## WHAT TO DO:
Pictures aside, copy exactly each line from the one that holds "Every instance of the sand" through the last line of the records below.

[[ ENTRIES PROVIDED open ]]

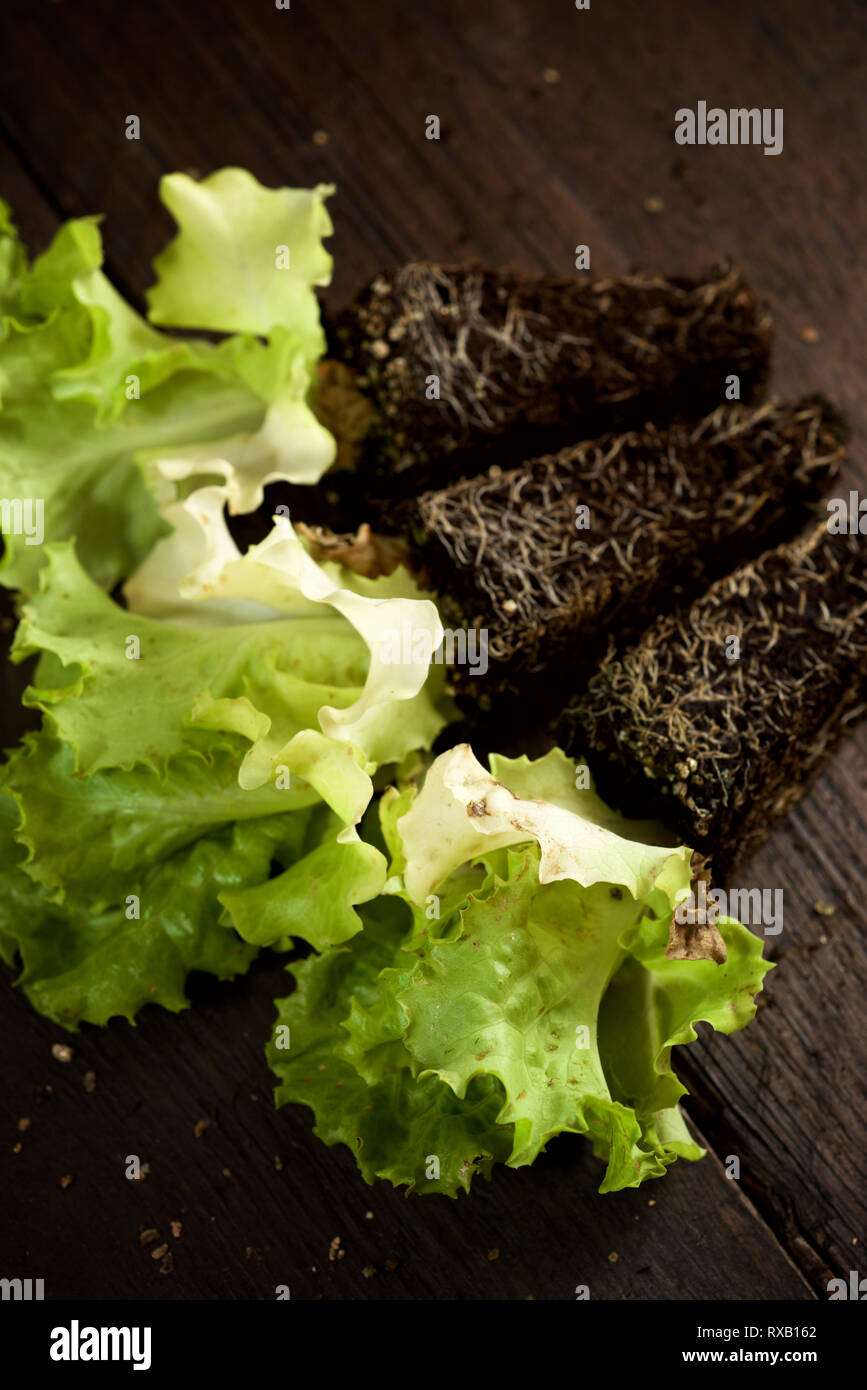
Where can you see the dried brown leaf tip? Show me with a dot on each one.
(695, 941)
(343, 410)
(364, 553)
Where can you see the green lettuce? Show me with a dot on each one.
(523, 984)
(102, 413)
(209, 765)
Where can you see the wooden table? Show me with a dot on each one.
(557, 128)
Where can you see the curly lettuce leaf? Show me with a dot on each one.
(93, 398)
(541, 972)
(82, 962)
(410, 1132)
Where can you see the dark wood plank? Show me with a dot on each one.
(249, 1225)
(525, 170)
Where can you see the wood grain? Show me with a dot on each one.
(527, 168)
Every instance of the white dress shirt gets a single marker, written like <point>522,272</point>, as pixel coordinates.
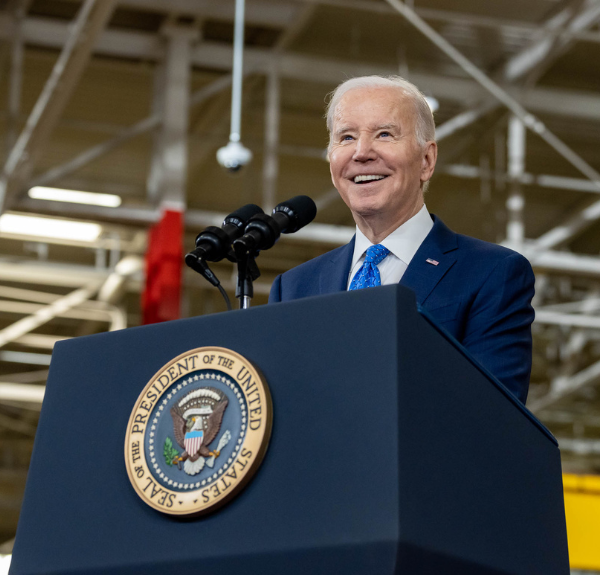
<point>403,244</point>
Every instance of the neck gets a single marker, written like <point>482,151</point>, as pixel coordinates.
<point>379,226</point>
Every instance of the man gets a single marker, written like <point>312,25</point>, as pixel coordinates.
<point>382,153</point>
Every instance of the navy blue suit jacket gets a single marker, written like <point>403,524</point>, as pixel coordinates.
<point>479,292</point>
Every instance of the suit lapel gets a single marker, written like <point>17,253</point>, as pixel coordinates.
<point>334,278</point>
<point>439,246</point>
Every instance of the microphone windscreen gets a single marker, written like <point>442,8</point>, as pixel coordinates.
<point>301,210</point>
<point>241,216</point>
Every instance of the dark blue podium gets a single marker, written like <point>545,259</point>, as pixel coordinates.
<point>391,452</point>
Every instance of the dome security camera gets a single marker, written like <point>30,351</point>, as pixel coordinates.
<point>234,156</point>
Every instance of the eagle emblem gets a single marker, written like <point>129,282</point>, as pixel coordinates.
<point>197,419</point>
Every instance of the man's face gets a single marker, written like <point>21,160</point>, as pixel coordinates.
<point>376,162</point>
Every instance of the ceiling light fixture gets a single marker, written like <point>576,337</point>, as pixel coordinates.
<point>433,103</point>
<point>17,224</point>
<point>75,197</point>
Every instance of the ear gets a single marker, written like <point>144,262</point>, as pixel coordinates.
<point>428,161</point>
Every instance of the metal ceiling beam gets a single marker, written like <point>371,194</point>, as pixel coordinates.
<point>258,12</point>
<point>87,26</point>
<point>530,121</point>
<point>142,127</point>
<point>558,34</point>
<point>565,387</point>
<point>548,317</point>
<point>579,446</point>
<point>329,71</point>
<point>24,392</point>
<point>45,314</point>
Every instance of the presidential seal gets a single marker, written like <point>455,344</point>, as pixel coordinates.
<point>198,432</point>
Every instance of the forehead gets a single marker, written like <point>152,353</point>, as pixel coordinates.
<point>379,105</point>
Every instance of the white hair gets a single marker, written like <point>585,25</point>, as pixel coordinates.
<point>424,124</point>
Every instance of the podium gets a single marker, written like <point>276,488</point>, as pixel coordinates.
<point>391,452</point>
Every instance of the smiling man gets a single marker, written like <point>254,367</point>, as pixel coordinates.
<point>382,153</point>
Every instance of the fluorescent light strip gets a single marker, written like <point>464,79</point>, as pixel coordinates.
<point>49,228</point>
<point>74,196</point>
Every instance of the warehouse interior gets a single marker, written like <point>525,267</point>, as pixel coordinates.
<point>131,99</point>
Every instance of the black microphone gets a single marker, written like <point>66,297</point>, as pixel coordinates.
<point>262,231</point>
<point>214,243</point>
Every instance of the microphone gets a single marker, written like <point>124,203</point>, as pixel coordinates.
<point>214,243</point>
<point>262,231</point>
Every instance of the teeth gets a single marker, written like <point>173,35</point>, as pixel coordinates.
<point>358,179</point>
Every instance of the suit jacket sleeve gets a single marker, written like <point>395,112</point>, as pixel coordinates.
<point>498,327</point>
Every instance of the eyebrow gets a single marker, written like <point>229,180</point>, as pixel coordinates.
<point>347,128</point>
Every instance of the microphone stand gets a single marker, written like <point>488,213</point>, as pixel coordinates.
<point>248,272</point>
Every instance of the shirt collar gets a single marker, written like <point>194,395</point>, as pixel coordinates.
<point>403,242</point>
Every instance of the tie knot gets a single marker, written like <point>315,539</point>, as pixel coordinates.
<point>376,254</point>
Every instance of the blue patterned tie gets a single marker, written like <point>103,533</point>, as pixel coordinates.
<point>368,274</point>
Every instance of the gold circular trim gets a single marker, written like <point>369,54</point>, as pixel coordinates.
<point>249,457</point>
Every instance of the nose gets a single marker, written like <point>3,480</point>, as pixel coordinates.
<point>364,150</point>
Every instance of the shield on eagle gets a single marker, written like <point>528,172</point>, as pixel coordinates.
<point>193,440</point>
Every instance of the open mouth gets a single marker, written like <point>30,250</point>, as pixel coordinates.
<point>367,179</point>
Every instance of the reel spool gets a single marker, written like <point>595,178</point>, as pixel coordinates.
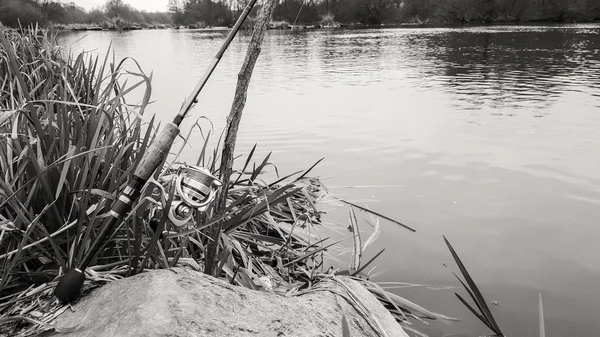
<point>195,189</point>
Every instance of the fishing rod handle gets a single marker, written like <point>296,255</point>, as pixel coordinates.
<point>159,150</point>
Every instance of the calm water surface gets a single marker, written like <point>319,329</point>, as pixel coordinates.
<point>490,136</point>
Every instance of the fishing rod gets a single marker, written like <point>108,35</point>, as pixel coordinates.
<point>69,286</point>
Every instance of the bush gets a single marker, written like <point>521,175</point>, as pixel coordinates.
<point>15,12</point>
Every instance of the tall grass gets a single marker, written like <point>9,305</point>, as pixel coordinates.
<point>68,142</point>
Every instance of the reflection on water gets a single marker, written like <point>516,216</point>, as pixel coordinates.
<point>487,135</point>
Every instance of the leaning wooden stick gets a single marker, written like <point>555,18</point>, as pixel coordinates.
<point>233,122</point>
<point>69,286</point>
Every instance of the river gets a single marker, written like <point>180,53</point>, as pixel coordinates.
<point>488,135</point>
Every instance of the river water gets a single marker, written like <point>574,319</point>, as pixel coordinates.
<point>488,135</point>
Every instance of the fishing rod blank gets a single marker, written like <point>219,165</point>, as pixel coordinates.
<point>69,286</point>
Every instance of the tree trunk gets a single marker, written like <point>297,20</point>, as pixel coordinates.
<point>233,122</point>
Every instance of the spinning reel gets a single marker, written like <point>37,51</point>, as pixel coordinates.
<point>195,189</point>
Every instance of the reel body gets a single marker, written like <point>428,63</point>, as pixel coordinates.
<point>195,189</point>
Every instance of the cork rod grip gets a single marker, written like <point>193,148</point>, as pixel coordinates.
<point>157,152</point>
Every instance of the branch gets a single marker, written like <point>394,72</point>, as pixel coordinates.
<point>233,122</point>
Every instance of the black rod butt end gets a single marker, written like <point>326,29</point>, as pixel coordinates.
<point>69,286</point>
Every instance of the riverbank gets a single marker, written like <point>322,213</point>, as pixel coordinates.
<point>284,25</point>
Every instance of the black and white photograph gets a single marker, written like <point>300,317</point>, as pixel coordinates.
<point>300,168</point>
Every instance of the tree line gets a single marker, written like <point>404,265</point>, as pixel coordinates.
<point>44,12</point>
<point>221,12</point>
<point>199,13</point>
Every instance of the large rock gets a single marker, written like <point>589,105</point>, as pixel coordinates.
<point>183,302</point>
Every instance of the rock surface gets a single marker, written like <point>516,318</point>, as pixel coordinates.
<point>183,302</point>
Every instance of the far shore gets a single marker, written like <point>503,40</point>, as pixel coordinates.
<point>282,25</point>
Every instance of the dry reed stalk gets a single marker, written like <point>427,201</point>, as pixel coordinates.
<point>233,122</point>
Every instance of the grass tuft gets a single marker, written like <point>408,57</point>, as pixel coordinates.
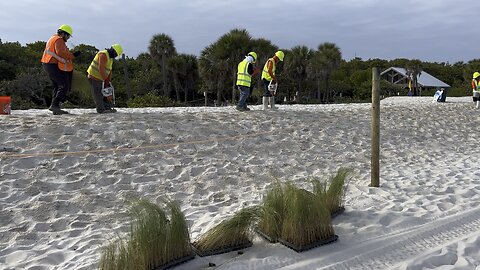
<point>232,232</point>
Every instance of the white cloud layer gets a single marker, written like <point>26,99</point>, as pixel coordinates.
<point>429,30</point>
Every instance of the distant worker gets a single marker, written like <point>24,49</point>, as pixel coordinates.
<point>476,89</point>
<point>269,78</point>
<point>57,62</point>
<point>100,77</point>
<point>245,72</point>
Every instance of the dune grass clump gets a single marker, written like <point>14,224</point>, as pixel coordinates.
<point>235,231</point>
<point>156,239</point>
<point>331,192</point>
<point>307,221</point>
<point>272,213</point>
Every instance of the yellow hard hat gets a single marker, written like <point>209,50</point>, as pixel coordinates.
<point>66,28</point>
<point>118,49</point>
<point>280,55</point>
<point>254,55</point>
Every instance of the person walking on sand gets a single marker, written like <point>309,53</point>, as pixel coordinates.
<point>57,62</point>
<point>476,89</point>
<point>100,76</point>
<point>269,77</point>
<point>245,72</point>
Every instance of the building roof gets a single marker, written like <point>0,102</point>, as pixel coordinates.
<point>424,79</point>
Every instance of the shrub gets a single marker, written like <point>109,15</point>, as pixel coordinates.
<point>273,212</point>
<point>331,192</point>
<point>235,231</point>
<point>155,239</point>
<point>307,221</point>
<point>152,100</point>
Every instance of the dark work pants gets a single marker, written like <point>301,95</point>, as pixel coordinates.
<point>266,92</point>
<point>101,102</point>
<point>61,80</point>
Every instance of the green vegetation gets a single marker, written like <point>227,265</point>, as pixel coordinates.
<point>312,75</point>
<point>232,232</point>
<point>155,239</point>
<point>307,220</point>
<point>151,100</point>
<point>273,212</point>
<point>331,192</point>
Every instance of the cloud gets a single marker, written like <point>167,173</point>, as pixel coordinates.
<point>430,30</point>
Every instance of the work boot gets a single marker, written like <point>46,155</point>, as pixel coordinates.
<point>107,111</point>
<point>59,112</point>
<point>272,103</point>
<point>265,103</point>
<point>55,108</point>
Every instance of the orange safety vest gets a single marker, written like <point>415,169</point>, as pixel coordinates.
<point>49,52</point>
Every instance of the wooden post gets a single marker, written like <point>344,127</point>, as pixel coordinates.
<point>125,76</point>
<point>375,167</point>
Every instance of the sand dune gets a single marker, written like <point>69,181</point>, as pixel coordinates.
<point>66,182</point>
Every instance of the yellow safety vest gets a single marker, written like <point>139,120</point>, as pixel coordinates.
<point>265,74</point>
<point>94,71</point>
<point>243,78</point>
<point>475,85</point>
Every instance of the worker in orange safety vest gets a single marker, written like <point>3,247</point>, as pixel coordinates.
<point>57,62</point>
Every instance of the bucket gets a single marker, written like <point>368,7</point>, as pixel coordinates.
<point>5,105</point>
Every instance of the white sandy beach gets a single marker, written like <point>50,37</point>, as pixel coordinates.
<point>65,181</point>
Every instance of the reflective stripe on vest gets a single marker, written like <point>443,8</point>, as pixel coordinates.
<point>265,74</point>
<point>94,71</point>
<point>49,52</point>
<point>243,78</point>
<point>477,85</point>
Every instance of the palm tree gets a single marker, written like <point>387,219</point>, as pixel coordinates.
<point>161,48</point>
<point>222,57</point>
<point>184,71</point>
<point>327,58</point>
<point>414,70</point>
<point>296,67</point>
<point>264,49</point>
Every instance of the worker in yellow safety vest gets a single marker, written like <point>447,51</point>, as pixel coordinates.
<point>57,62</point>
<point>476,89</point>
<point>269,78</point>
<point>245,73</point>
<point>100,77</point>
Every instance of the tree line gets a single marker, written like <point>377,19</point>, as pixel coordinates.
<point>164,77</point>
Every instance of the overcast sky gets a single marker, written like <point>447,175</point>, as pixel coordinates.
<point>429,30</point>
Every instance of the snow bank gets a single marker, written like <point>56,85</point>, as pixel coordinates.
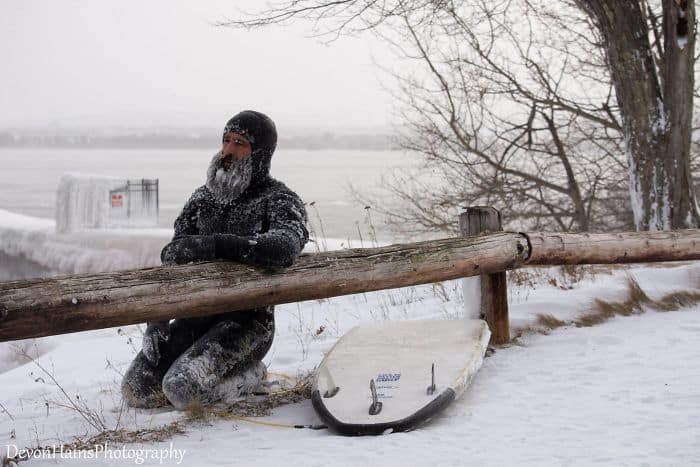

[[ ENTRIES PROVIDED closed ]]

## EXERCISE ANSWER:
Every instance of the sand dune gets a single marker, written like <point>69,181</point>, as pixel coordinates.
<point>66,182</point>
Every instance of the yellow safety vest gets a single marker, written like <point>139,120</point>, as pixel coordinates.
<point>265,74</point>
<point>94,71</point>
<point>243,78</point>
<point>475,85</point>
Every instance of the worker in orange safety vest gets a single marker, written like <point>3,247</point>, as pixel coordinates.
<point>57,62</point>
Every instance of the bucket gets a single marker, written like <point>368,7</point>, as pixel coordinates.
<point>5,105</point>
Every instance of the white sandy beach gets a single marker, written like <point>50,37</point>, as pixel coordinates.
<point>65,181</point>
Every instance of the reflective stripe on vest gets a single marker, written like <point>443,8</point>, as pixel coordinates.
<point>265,74</point>
<point>94,71</point>
<point>49,52</point>
<point>243,78</point>
<point>477,85</point>
Every instance of the palm tree gets a single marker, written like <point>387,219</point>, as pixel coordinates.
<point>161,48</point>
<point>222,57</point>
<point>184,71</point>
<point>327,58</point>
<point>414,70</point>
<point>296,67</point>
<point>264,49</point>
Every instance of the worker in yellow safety vest gets a single marker, written like <point>447,51</point>, as pixel coordinates.
<point>57,62</point>
<point>476,89</point>
<point>269,78</point>
<point>245,73</point>
<point>100,77</point>
Every instance of the tree line gets a single marker, written like <point>377,19</point>, as pixel coordinates.
<point>164,77</point>
Every instance of the overcast sky gets a single marker, written like <point>447,175</point>, as pixel coordinates.
<point>429,30</point>
Every instance of the snow bank gets a single marker, written like <point>56,85</point>, as pixel coordinates.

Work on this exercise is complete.